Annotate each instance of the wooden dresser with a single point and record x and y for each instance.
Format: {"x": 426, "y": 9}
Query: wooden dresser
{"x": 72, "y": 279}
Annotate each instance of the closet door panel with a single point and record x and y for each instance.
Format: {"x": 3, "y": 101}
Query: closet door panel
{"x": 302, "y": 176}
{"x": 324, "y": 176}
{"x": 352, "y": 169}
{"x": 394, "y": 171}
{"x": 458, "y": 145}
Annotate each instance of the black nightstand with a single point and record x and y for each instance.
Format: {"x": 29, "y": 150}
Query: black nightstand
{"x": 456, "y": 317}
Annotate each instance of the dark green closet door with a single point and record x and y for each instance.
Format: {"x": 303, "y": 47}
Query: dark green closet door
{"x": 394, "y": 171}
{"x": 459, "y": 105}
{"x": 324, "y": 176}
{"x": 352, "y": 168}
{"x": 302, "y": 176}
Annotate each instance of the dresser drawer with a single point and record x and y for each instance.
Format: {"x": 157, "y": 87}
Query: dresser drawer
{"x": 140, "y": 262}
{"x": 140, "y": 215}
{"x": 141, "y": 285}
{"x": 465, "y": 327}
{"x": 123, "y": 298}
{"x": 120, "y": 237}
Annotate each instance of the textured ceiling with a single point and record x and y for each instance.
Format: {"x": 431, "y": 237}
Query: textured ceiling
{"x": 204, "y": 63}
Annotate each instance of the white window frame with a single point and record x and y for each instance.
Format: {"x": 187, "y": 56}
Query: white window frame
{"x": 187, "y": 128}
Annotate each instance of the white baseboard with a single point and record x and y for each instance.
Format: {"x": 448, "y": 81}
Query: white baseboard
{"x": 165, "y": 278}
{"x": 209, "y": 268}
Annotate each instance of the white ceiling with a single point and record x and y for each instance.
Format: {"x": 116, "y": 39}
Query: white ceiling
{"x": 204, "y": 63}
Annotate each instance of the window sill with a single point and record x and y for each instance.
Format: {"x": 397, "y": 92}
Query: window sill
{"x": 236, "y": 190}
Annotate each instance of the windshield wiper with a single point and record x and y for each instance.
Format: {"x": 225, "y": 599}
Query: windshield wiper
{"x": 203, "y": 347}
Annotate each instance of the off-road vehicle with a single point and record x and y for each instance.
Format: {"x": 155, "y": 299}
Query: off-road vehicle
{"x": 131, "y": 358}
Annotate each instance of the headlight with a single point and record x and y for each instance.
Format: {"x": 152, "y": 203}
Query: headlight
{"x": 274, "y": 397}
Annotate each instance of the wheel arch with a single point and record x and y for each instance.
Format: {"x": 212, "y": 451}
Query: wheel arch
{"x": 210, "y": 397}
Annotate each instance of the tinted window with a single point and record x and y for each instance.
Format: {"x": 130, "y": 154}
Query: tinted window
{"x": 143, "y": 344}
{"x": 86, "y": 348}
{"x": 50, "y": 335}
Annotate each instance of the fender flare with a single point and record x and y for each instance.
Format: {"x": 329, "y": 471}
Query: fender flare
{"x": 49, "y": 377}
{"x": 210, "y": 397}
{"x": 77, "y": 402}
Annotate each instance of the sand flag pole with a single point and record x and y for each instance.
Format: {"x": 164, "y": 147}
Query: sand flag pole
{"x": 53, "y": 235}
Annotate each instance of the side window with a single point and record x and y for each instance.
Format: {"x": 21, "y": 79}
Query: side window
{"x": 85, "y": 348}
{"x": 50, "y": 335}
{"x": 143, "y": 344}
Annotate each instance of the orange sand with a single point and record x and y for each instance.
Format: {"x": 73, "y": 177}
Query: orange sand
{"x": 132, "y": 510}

——

**Exercise objective**
Would you restate all of the material, word for word?

**Output for this exercise**
Annotate each instance of the wooden dresser with a single point and record x and y for each instance.
Format: {"x": 426, "y": 9}
Query: wooden dresser
{"x": 72, "y": 279}
Annotate each instance of the closet door panel with a single point and record x and y for each instance.
Format: {"x": 3, "y": 101}
Query: closet door panel
{"x": 302, "y": 176}
{"x": 324, "y": 176}
{"x": 352, "y": 169}
{"x": 394, "y": 171}
{"x": 458, "y": 145}
Annotate each instance of the black nightstand with a single point and record x and y for each instance.
Format: {"x": 29, "y": 150}
Query: black nightstand
{"x": 456, "y": 317}
Annotate each instance of the dark green closet door with a single point and record x and y for each instance.
Format: {"x": 303, "y": 47}
Query: dark green closet door
{"x": 394, "y": 171}
{"x": 459, "y": 105}
{"x": 324, "y": 176}
{"x": 352, "y": 168}
{"x": 302, "y": 176}
Annotate each instance of the dresser drawer with a single point and record x and y for each instance.
Format: {"x": 157, "y": 87}
Query: dresser drawer
{"x": 140, "y": 262}
{"x": 140, "y": 215}
{"x": 141, "y": 285}
{"x": 465, "y": 327}
{"x": 123, "y": 298}
{"x": 120, "y": 237}
Annotate each instance of the textured ceiling with a single point and record x and y for each instance.
Format: {"x": 431, "y": 237}
Query: textured ceiling
{"x": 204, "y": 63}
Annotate each instance of the white window frame with a single point and record x and y for each instance.
Format: {"x": 187, "y": 56}
Query: white window frame
{"x": 187, "y": 128}
Annotate each instance of the white baseboard with a single point and record x and y for each instance.
Format: {"x": 448, "y": 81}
Query: white baseboard
{"x": 165, "y": 278}
{"x": 209, "y": 268}
Annotate each instance of the white ceiling with a single point and record x and y for each instance.
Format: {"x": 116, "y": 39}
Query: white ceiling
{"x": 204, "y": 63}
Annotate each instance of the window sill with a single point and record x and y for each instance.
Format: {"x": 397, "y": 92}
Query: window sill
{"x": 236, "y": 190}
Annotate each instance of the windshield wiper with a single point and record x and y for each instance.
Format: {"x": 225, "y": 599}
Query: windshield wiper
{"x": 203, "y": 347}
Annotate each instance of the off-road vehicle with a single point and record x and y for each instance.
Format: {"x": 155, "y": 299}
Query: off-road vehicle
{"x": 131, "y": 358}
Annotate each instance of the headlight with a single point and record x and y for each instance.
Format: {"x": 152, "y": 203}
Query: headlight
{"x": 274, "y": 397}
Annotate each instance of the wheel arch with a single point and record x and y for each instance.
Format: {"x": 212, "y": 451}
Query: wheel arch
{"x": 210, "y": 397}
Annotate each instance of the tinted window with a single point and record x and y for each instance.
Format: {"x": 130, "y": 154}
Query: tinted window
{"x": 143, "y": 344}
{"x": 86, "y": 348}
{"x": 50, "y": 335}
Annotate each instance of the fender flare with a single point and record x and y for each instance.
Format: {"x": 329, "y": 471}
Query: fender flare
{"x": 49, "y": 377}
{"x": 210, "y": 397}
{"x": 77, "y": 402}
Annotate each instance of the sand flag pole with a single point and record x and y for each instance.
Format: {"x": 164, "y": 147}
Query: sand flag pole
{"x": 53, "y": 235}
Annotate each instance of the side window with a single point and record x and y for each instance.
Format: {"x": 21, "y": 79}
Query: side window
{"x": 85, "y": 348}
{"x": 50, "y": 335}
{"x": 143, "y": 344}
Annotate each instance of the orange sand with a single point and record x and y for each instance.
Format: {"x": 73, "y": 177}
Query: orange sand
{"x": 132, "y": 510}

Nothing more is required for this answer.